# [EXERCISE DIRECTIONS]
Copy the material between the line holding "of the street" and the line holding "116], [256, 107]]", inclusive, keeping every request and answer line. Shift each x and y coordinate in the answers by adding 27 to it, and leave the request text unchanged.
________
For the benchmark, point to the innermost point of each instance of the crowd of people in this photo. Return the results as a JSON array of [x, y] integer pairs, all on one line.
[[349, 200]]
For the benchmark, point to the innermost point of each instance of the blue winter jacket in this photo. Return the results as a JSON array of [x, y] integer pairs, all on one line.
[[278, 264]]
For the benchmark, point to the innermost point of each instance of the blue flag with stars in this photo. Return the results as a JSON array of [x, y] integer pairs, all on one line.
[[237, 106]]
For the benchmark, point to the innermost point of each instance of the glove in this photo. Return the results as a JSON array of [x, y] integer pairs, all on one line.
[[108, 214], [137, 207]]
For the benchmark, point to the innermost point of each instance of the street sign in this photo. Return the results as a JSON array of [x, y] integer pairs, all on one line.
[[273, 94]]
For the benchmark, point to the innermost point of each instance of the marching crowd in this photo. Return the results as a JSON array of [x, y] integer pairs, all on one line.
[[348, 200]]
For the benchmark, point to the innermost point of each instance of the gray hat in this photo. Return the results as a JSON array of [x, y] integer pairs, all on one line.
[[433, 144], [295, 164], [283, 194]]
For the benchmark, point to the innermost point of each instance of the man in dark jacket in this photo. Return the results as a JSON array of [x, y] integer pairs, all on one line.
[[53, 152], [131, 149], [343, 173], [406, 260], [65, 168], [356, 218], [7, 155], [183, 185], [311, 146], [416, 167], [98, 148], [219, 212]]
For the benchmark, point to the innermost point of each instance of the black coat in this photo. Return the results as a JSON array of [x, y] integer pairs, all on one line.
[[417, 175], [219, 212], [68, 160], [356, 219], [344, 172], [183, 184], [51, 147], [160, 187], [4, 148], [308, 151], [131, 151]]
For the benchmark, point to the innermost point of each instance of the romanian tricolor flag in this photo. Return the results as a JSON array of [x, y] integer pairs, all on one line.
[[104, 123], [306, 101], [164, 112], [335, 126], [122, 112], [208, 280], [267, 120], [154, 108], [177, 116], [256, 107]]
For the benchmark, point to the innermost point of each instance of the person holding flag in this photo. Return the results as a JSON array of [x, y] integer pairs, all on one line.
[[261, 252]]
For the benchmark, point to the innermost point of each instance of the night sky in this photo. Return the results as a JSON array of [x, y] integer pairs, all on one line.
________
# [FINAL ANSWER]
For the benchmark, point to the innermost point of each instance of the street sign in this photo. Return the results as a JSON array of [x, y] integer pairs, all on one line.
[[300, 121]]
For the benchmark, point to the innermost point of each instance of the marching crowd in this photo. Return the results as a JSON array of [x, y] integer pairs, all on one line.
[[375, 227]]
For the benchmark, point to the innermost point of each instance of the gray hat in this photo. Return the results as a JSON array of [x, y] integer pairs, all on one line.
[[460, 171], [322, 191], [310, 221]]
For the benchmark, point to the innermost point of each instance of the man in dark jacket in this photo. Return the results as a JSON array of [x, y] integer pairs, all on one line.
[[80, 179], [158, 176], [370, 200], [433, 287], [92, 195], [383, 245], [34, 182], [210, 212], [338, 173], [443, 194], [125, 175], [246, 239]]
For the benchmark, point to the innermost point of each instance of the black coat in this photo. Return the results as a JSON array of [x, y] integer pairs, all on one line.
[[444, 202], [246, 239], [95, 187], [383, 246], [371, 199], [210, 211], [78, 174], [187, 214], [31, 175], [335, 178], [158, 178]]
For the benchmark, point to the innermost point of each instance of the romanian tricolor flag in this photo. Return the results as a JSON array of [x, y] integer pairs, all on one line.
[[131, 150], [333, 128], [191, 139], [362, 153], [149, 139], [235, 307], [294, 147], [181, 135], [204, 143], [283, 134]]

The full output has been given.